Prompt A
Please answer these questions about the passage on the slavery debate of 1861–62:
(i) Which forts did Union forces capture in February?
(ii) At what institution did the "rousing anti-slavery meetings" take place?
(iii) Whose talk did Lincoln attend on the podium, and on what date?

####

IV
A
PART FROM
the capture in February of Forts Henry and Donelson in Tennessee by Union forces under Ulysses S. Grant, the winter of 1861–62 witnessed little significant military action. But public discussion of slavery intensified. In part, this resulted from frustration at the lack of military progress, in part from renewed agitation by the abolitionists. Lincoln’s secretary John Hay ridiculed the “little handful of earnest impracticables” clamoring for a policy of emancipation. But their efforts began to have an impact in the North. By early 1862, petitions with thousands of signatures calling for action against slavery began piling up in Washington. “Rousing anti-slavery meetings” took place at the Smithsonian Institution. Lincoln himself sat on the podium during Horace Greeley’s talk there on January 3, to the dismay of one Democratic congressman, who demanded an immediate halt to these “abolition lectures.” While abolitionists remained a small minority, they were increasingly treated with respect, their meetings now covered extensively by mainstream Republican newspapers. Orestes Brownson, who called for emancipation as the only way to establish a “permanent Union of freedom,” spoke for many when he reconsidered his prewar sentiments. Abolitionists, he wrote, had been justly criticized for giving too little consideration to “political expediency,” but “we who have opposed them are, perhaps, even more chargeable with having made too little account in our political calculations of justice.”

####

Prompt B
In the rows below, switch "wicker side table" to "rattan side table" and write them out again with nothing else changed.

Point annotation dataset records
####

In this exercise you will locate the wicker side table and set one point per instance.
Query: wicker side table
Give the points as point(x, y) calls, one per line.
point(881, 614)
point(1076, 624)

####

Exercise result A
(i) Forts Henry and Donelson
(ii) The Smithsonian Institution
(iii) Horace Greeley's, on January 3

Exercise result B
In this exercise you will locate the rattan side table and set one point per instance.
Query: rattan side table
Give the points as point(x, y) calls, one per line.
point(881, 614)
point(1076, 624)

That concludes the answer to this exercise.